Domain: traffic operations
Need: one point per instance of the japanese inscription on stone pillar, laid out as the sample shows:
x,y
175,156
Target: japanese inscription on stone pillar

::::

**WHAT YOU WILL DO:** Copy every line of the items above word for word, with nothing added, dropped, or changed.

**OUTPUT OF THE EXERCISE:**
Domain: traffic operations
Need: one point per instance of the japanese inscription on stone pillar, laid out as the sample shows:
x,y
175,156
Target: japanese inscription on stone pillar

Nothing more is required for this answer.